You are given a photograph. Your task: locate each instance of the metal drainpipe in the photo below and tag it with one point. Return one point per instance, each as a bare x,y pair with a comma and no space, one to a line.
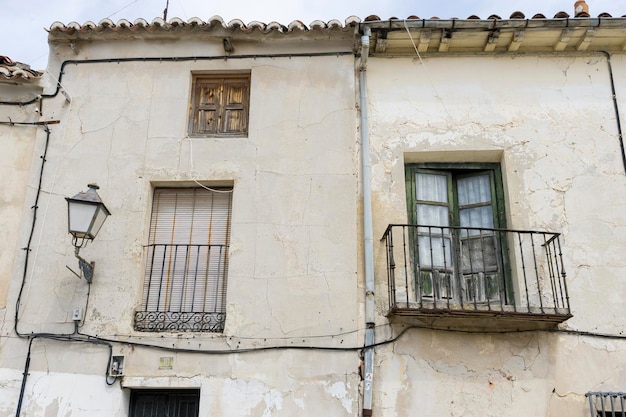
368,235
616,108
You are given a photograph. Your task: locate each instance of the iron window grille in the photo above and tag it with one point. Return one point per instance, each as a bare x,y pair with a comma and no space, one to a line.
187,261
164,402
607,404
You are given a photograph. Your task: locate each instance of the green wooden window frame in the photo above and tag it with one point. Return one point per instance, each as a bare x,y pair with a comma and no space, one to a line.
451,278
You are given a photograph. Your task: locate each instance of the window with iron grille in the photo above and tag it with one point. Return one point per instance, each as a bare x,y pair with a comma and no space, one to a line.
607,404
459,254
219,105
164,402
187,261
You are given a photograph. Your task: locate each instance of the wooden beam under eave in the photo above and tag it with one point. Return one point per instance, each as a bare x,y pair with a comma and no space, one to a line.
446,38
425,36
516,42
492,41
380,46
563,41
586,40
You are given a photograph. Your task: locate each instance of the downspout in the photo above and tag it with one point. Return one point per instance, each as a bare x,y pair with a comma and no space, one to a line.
616,107
368,234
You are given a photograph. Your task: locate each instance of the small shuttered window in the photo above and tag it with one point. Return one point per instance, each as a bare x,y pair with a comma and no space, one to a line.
187,261
220,105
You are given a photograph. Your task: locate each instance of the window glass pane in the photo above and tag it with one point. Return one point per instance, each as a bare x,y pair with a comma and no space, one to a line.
434,251
431,187
432,215
475,189
476,217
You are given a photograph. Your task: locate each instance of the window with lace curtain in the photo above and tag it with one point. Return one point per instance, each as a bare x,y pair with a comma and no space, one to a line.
459,253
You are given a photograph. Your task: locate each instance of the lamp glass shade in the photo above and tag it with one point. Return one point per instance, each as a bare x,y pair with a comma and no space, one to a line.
86,214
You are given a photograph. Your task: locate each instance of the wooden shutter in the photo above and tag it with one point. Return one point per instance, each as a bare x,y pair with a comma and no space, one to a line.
220,105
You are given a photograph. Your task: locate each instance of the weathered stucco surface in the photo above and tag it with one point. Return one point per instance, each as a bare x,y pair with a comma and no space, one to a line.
550,122
295,277
292,279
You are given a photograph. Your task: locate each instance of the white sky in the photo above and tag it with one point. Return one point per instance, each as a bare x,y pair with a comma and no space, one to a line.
22,23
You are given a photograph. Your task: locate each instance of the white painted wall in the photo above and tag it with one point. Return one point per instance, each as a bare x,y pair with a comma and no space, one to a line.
550,122
292,279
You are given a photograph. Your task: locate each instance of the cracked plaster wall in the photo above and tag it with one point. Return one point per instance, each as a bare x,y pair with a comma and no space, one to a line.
293,258
16,148
550,122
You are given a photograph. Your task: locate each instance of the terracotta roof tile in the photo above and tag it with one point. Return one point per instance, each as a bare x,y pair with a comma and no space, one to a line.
58,28
216,22
17,71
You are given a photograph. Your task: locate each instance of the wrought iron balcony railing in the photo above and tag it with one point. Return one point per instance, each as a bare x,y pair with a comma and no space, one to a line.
184,288
607,404
515,276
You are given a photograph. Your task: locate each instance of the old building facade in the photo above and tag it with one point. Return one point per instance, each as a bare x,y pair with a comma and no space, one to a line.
377,217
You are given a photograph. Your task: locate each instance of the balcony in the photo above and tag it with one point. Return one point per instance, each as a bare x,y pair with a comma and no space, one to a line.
475,278
184,289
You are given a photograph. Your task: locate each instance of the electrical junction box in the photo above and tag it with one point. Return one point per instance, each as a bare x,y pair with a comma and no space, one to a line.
77,314
116,367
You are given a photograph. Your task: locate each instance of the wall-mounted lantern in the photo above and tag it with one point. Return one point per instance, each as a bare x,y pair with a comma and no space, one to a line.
86,214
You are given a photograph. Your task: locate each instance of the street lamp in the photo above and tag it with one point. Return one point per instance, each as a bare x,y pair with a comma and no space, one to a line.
86,214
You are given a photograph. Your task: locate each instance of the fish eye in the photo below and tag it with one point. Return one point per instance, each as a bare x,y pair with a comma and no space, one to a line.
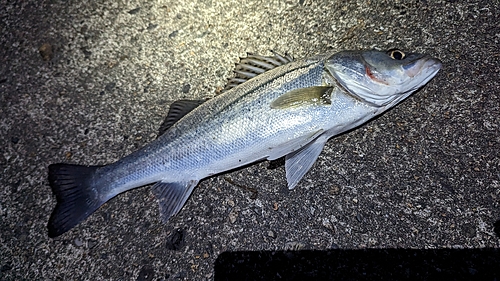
396,54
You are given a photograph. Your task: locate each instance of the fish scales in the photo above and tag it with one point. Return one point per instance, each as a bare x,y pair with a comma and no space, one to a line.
290,110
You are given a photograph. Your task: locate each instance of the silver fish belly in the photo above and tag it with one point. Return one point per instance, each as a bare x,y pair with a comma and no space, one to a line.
275,107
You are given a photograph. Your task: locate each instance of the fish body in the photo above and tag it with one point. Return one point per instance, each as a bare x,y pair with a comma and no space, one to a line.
277,107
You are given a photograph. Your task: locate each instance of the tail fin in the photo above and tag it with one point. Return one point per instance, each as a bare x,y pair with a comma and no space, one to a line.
76,197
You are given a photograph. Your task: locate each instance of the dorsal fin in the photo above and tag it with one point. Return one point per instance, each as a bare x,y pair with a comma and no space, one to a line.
177,110
253,65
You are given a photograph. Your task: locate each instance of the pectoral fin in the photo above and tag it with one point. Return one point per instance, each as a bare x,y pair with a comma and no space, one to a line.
172,196
299,162
318,95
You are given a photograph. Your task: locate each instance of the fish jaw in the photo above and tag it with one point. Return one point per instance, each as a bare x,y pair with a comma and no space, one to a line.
378,79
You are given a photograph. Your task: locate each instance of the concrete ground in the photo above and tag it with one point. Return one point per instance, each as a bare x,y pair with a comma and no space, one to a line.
89,82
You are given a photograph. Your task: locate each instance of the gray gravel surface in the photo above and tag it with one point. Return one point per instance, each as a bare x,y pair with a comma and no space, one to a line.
90,81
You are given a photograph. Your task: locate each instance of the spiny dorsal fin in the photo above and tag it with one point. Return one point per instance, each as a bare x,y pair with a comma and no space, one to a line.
319,95
177,110
253,65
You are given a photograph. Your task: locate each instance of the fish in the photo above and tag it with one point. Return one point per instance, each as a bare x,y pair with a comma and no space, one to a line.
273,107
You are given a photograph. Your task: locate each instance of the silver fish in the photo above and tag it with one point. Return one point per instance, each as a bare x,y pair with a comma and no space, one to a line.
275,106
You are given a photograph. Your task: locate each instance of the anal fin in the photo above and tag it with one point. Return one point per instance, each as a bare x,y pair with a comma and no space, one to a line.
172,196
299,162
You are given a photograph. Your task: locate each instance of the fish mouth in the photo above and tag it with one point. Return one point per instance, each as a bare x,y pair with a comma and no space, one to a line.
414,75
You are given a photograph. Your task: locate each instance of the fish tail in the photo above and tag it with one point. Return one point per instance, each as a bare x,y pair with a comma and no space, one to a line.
76,196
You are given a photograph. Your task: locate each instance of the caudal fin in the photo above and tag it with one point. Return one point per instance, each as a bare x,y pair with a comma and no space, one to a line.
76,197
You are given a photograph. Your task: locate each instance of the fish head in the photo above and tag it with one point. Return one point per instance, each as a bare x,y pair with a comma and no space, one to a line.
381,79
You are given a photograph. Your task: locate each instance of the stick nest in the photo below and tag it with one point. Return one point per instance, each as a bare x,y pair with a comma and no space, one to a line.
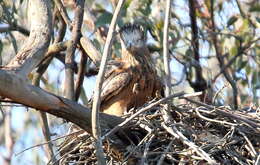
199,133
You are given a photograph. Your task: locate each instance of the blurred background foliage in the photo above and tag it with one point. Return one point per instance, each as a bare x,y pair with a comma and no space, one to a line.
235,32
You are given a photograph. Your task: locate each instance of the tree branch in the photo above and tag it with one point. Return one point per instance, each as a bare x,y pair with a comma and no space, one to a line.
69,59
36,46
99,82
16,88
221,59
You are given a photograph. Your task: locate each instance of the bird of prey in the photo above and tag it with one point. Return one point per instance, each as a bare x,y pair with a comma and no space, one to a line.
132,80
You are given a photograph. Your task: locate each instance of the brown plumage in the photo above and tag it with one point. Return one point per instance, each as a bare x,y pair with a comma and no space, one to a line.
132,80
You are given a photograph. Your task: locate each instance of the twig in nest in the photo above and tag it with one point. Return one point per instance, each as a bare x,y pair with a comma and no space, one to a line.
177,134
141,111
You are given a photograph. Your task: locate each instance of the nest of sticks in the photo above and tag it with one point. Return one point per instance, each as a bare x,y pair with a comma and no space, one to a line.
198,133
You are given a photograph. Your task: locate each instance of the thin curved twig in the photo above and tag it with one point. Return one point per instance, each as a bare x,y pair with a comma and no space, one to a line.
100,77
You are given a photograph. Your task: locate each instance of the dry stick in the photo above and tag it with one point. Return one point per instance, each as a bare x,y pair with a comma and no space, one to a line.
213,120
9,141
200,82
81,75
164,153
227,114
257,162
252,150
177,134
173,130
166,55
147,149
100,77
221,58
69,59
63,13
43,116
41,144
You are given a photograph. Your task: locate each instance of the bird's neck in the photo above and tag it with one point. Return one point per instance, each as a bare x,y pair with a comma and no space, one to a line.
136,57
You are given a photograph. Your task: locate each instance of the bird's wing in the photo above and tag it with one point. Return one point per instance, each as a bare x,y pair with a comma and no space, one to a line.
114,84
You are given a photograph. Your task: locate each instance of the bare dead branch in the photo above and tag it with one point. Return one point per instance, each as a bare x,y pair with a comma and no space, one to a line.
100,77
200,82
166,59
81,75
221,58
36,46
63,13
15,88
69,59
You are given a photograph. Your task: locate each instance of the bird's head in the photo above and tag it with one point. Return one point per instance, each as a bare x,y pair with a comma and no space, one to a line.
132,36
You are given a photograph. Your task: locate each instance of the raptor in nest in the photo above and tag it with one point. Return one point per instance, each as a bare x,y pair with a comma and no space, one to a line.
132,81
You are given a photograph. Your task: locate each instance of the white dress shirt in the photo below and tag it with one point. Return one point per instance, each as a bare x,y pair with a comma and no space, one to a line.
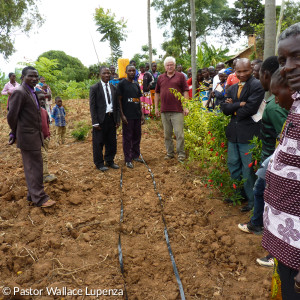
109,106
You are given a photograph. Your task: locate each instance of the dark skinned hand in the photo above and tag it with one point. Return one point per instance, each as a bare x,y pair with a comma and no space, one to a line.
11,140
124,120
97,127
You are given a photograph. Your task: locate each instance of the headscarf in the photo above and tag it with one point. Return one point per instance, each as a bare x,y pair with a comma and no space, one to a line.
228,71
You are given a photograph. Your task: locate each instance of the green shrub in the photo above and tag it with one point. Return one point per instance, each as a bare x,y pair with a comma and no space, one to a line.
206,142
81,131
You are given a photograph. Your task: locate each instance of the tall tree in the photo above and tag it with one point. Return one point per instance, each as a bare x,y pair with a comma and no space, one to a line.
149,30
112,30
270,28
193,45
175,16
71,67
16,16
242,16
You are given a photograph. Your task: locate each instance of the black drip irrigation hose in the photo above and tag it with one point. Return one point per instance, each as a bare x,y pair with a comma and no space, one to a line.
166,233
119,243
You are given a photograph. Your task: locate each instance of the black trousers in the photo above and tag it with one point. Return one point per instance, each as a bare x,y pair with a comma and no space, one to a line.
287,282
105,137
33,169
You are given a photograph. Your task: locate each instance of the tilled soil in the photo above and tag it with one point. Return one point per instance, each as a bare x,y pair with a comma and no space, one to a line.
74,245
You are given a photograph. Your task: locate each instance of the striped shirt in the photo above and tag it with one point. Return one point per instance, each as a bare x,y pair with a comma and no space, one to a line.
282,195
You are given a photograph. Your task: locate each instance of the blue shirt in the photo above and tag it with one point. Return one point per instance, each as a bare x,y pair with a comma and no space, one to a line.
58,114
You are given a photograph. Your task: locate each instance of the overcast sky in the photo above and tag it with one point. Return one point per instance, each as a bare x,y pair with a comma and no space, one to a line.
69,26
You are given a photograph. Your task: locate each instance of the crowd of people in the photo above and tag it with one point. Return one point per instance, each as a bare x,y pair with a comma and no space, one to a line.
273,192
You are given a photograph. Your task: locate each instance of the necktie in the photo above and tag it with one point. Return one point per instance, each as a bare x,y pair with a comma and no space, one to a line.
240,90
107,93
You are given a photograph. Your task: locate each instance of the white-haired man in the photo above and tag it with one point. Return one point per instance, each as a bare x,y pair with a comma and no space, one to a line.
172,112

**Prompt**
Output only the lines running from the line with "of the necktie" through the final line of the data, inclusive.

**Written solution**
You are given a photograph. Your task: locate each instance of the necktie in the photo above and tag it with one point. Return one point per instance, each as a bare x,y pair with a comma and no space, one to a line.
240,90
107,93
You are given a photograph. Your task: locate each instance of the white-haired man in the photo above and tag it with one point. Return one point per instance, each as a bare x,y pair with a comma and no space, one to a line.
172,112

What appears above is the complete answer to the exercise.